PROVIDED DATA:

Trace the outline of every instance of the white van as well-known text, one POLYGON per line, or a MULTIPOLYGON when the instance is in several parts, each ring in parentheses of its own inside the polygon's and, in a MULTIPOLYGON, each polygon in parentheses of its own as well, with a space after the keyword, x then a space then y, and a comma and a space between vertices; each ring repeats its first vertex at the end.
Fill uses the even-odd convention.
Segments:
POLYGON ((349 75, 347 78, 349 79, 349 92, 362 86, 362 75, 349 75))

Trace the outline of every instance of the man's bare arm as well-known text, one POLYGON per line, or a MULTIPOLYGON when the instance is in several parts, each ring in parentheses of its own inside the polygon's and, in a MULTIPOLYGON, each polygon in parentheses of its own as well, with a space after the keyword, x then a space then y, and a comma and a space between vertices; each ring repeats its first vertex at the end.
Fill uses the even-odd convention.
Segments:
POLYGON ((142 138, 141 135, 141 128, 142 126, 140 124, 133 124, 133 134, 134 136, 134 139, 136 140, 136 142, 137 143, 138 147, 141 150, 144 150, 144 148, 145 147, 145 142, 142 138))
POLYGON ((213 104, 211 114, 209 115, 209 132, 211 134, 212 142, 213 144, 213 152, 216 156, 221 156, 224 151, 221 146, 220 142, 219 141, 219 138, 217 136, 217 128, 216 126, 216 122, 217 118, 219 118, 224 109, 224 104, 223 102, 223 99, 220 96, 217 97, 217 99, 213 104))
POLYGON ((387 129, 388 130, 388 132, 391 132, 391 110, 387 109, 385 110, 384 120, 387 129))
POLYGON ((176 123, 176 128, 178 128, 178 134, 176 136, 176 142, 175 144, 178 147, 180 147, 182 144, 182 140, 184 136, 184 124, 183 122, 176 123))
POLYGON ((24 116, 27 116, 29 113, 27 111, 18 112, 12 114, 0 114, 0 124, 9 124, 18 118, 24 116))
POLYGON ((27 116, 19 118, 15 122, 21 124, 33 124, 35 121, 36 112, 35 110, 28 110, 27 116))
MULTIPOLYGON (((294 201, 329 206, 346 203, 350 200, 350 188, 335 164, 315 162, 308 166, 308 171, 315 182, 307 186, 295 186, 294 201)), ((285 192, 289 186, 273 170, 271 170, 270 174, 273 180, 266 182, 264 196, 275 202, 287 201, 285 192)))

PROBLEM TO SOLVE:
Rewrite the lines above as a Markdown table with the columns Row and Line. Number each row and leave out the blank lines.

SOLVED PROBLEM:
| Row | Line |
|---|---|
| 1 | Trace the outline of every instance of the white van as well-known text, one POLYGON per line, or a MULTIPOLYGON when the instance is in several parts, each ring in parentheses of its own inside the polygon's and, in a MULTIPOLYGON, each polygon in parentheses of its own as well, with a space after the keyword, x then a space then y, and a comma and a space between vertices; each ring repeats its first vertex at the end. |
| 2 | Fill uses the even-odd convention. |
| 3 | Segments: |
| 4 | POLYGON ((349 75, 347 78, 349 79, 349 92, 362 86, 362 75, 349 75)) |
| 5 | Trace the outline of every instance of the man's bare arm as well-known text, one POLYGON per line, or a MULTIPOLYGON when the instance is in several parts, each ring in parentheses of its own inside the polygon's and, in a MULTIPOLYGON, each polygon in parentheses of its own as well, with a space after the keyword, x then a space then y, and a comma and a space between vertices; each ring repeats its first vertex at the end. |
| 6 | Fill uses the even-odd convention. |
| 7 | Segments: |
| 8 | POLYGON ((142 138, 141 135, 141 128, 142 126, 140 124, 133 124, 133 134, 134 136, 134 139, 136 140, 136 142, 137 143, 138 147, 141 150, 144 150, 144 148, 145 147, 145 142, 142 138)) |
| 9 | POLYGON ((213 104, 211 114, 209 115, 209 132, 211 134, 212 142, 213 144, 213 152, 216 156, 221 156, 224 151, 221 146, 220 142, 219 141, 219 138, 217 136, 217 128, 216 126, 216 122, 217 118, 219 118, 224 109, 224 104, 223 102, 223 99, 220 96, 217 97, 217 99, 213 104)) |
| 10 | POLYGON ((387 129, 388 130, 388 132, 391 132, 391 110, 387 109, 385 110, 384 120, 387 129)) |
| 11 | POLYGON ((176 123, 176 128, 178 128, 178 134, 176 136, 176 142, 175 144, 178 147, 180 147, 182 144, 182 140, 184 136, 184 124, 183 122, 176 123)) |
| 12 | POLYGON ((24 116, 27 116, 29 113, 27 111, 18 112, 12 114, 0 114, 0 124, 9 124, 18 118, 24 116)) |
| 13 | POLYGON ((27 116, 19 118, 15 122, 21 124, 33 124, 35 121, 36 112, 35 110, 28 110, 27 116)) |
| 14 | MULTIPOLYGON (((294 201, 329 206, 346 203, 350 200, 350 188, 335 164, 315 162, 308 166, 308 171, 315 182, 307 186, 295 186, 294 201)), ((285 192, 289 186, 273 170, 271 170, 270 174, 273 180, 266 182, 264 196, 275 202, 287 201, 285 192))) |